◆ Exercise requirements: You are to retype all of the data exactly as it appears.

◆ Supplied data:
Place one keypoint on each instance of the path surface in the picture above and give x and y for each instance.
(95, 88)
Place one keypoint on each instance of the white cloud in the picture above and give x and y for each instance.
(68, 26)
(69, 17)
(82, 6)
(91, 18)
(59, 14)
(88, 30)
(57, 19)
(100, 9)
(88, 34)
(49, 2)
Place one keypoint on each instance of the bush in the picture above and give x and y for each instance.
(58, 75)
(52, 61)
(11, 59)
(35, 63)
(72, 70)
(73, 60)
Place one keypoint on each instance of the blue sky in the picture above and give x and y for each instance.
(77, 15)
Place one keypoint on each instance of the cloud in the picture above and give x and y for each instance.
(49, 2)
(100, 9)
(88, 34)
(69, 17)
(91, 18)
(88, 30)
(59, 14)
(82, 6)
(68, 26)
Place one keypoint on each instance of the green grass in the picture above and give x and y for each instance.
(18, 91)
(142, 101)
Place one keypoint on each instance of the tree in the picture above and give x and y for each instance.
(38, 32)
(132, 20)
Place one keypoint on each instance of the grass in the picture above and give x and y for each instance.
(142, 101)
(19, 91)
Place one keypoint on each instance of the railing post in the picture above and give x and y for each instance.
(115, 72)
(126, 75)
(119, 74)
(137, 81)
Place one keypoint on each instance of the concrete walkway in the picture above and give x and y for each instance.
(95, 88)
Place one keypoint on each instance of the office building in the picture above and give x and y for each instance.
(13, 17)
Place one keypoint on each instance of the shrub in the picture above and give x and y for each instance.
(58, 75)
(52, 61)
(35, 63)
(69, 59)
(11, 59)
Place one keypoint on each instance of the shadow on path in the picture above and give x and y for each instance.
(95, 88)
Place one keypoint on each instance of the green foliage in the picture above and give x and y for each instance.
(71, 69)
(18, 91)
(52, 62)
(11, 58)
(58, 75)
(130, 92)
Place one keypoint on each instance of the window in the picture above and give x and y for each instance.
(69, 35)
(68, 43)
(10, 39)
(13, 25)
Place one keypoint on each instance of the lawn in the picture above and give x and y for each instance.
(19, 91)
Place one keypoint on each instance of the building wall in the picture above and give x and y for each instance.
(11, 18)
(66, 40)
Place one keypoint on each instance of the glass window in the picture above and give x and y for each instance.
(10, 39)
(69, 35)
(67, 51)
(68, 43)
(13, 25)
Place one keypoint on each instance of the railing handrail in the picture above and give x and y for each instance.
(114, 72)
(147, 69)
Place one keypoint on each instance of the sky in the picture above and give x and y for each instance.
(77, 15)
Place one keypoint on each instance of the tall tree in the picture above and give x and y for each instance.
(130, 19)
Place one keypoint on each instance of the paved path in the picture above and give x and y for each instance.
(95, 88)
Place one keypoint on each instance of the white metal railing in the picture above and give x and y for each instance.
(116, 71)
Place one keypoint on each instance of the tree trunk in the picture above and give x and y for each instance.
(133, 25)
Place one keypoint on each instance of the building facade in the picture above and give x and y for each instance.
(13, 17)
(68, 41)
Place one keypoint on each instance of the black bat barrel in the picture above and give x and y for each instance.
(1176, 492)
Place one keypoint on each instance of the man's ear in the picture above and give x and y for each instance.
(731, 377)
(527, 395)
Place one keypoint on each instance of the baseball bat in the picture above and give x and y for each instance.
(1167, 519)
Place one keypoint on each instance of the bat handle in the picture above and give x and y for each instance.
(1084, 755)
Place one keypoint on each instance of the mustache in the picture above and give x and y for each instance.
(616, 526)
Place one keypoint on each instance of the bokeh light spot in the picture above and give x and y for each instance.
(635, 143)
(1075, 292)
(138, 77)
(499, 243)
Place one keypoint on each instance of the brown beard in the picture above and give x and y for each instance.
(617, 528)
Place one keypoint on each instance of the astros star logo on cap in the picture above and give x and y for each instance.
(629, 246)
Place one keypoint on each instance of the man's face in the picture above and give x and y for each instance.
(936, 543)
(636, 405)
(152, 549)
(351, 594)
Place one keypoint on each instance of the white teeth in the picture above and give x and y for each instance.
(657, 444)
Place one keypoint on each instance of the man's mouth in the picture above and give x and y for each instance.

◆ Response for this exercise:
Place one keypoint on each instance of the path surface in the picture above and give x and y for each instance.
(95, 88)
Place one keypoint on each instance of the white cloud in the picture above and give x and y for each instance.
(68, 26)
(69, 17)
(82, 6)
(91, 18)
(59, 14)
(88, 30)
(57, 19)
(100, 9)
(88, 34)
(49, 2)
Place one keypoint on each instance of the bush in the picture above and give x and y for each instance.
(58, 75)
(52, 61)
(11, 59)
(35, 63)
(72, 70)
(73, 60)
Place one keypoint on each instance of the blue sky in the picture above and give x and y for each instance.
(77, 15)
Place one keypoint on each instance of the cloud in the picture above and give x and y for each instance.
(49, 2)
(100, 9)
(88, 34)
(69, 17)
(91, 18)
(88, 30)
(59, 14)
(82, 6)
(68, 26)
Place one keypoint on each instance of the green grass in the picture above and give x and y for each instance.
(18, 91)
(142, 101)
Place one keypoint on each instance of the tree in the picture above and give x and y for each instance.
(38, 32)
(132, 20)
Place one keypoint on each instance of the grass in the picture above and give x and y for each instance.
(142, 101)
(19, 91)
Place one keypoint on each instance of the railing post in the picture above and give x and y for each instance.
(115, 72)
(126, 75)
(119, 74)
(137, 81)
Place one keypoint on each instance of the concrete walkway in the picture above and give x and y for each instance.
(95, 88)
Place one keypoint on each instance of the office building in the picture above and give x and y for each instance.
(13, 17)
Place one keypoint on each instance of the shrub in the picture above and give x and y for each instance.
(58, 75)
(52, 61)
(35, 63)
(69, 59)
(11, 59)
Place one keypoint on each instance of the shadow on path in the picture above and give x and y for each instance.
(95, 88)
Place one keypoint on each instance of the green foliage in the picture above and give x and y for each instance.
(71, 69)
(18, 91)
(52, 62)
(11, 58)
(58, 75)
(130, 92)
Place one keypoint on each instance of the window in the picture above and give x and y for each instance.
(69, 35)
(68, 43)
(10, 39)
(13, 25)
Place one keypoint on each instance of the lawn in the picture above and give x and y for each instance.
(19, 91)
Place one keypoint on each instance of the building wall in the picture above and give x and y for each instance.
(11, 18)
(66, 40)
Place one keypoint on each instance of the glass window in the picture above and give x and y for each instance.
(10, 39)
(69, 35)
(67, 51)
(68, 43)
(13, 25)
Place one keypoint on each instance of the railing handrail in the picture above and give x and y for each instance.
(114, 72)
(147, 69)
Place one keypoint on each instance of the sky in the picture above and give x and y for each instance.
(77, 15)
Place one keypoint on each instance of the tall tree in the picture above and give x and y for each instance.
(130, 19)
Place one keypoint on each instance of the paved path in the picture above and give x and y for each instance.
(95, 88)
Place one keypoint on each instance of the white metal railing in the picture above and give x and y for each instance.
(116, 71)
Place one keypoint on each instance of the tree trunk in the picture above and give x and y for each instance.
(133, 25)
Place one keypoint on each instance of the building facade in the picture above and give x and y for each instance.
(13, 17)
(68, 41)
Place one keypoint on each instance of the black bat barrel in the picture above and give x and y for each instance.
(1176, 492)
Place one keypoint on each instance of the man's ear in the picture above and give x and y for each instance.
(731, 377)
(527, 395)
Place one keypoint on each instance of the baseball bat in the picture above and give x and y for each instance.
(1167, 519)
Place one keypoint on each instance of the bat handle in the picture above and give x and y for each instance.
(1084, 755)
Place one keypoint on each instance of the mustache in the picture above and give x and y for each instance.
(616, 526)
Place one keypoint on each instance of the bokeh light spot in the picture above and give x and y for each instance.
(635, 143)
(1075, 292)
(138, 77)
(499, 243)
Place one keypoint on each instance of the brown beard in the picture above and give x and y for each instance.
(617, 528)
Place one keypoint on each instance of the astros star logo on cap in the picture above and give x and y for each instance.
(629, 246)
Place one keypoint on each instance of the man's face in the picture above and give x and y for each instance.
(936, 543)
(636, 405)
(152, 549)
(351, 594)
Place one keypoint on each instance of the white teeth in the picture above and give x and y for each instance.
(657, 444)
Place one keypoint on each instance of the man's mouth in the picture above and give x and y for each instance.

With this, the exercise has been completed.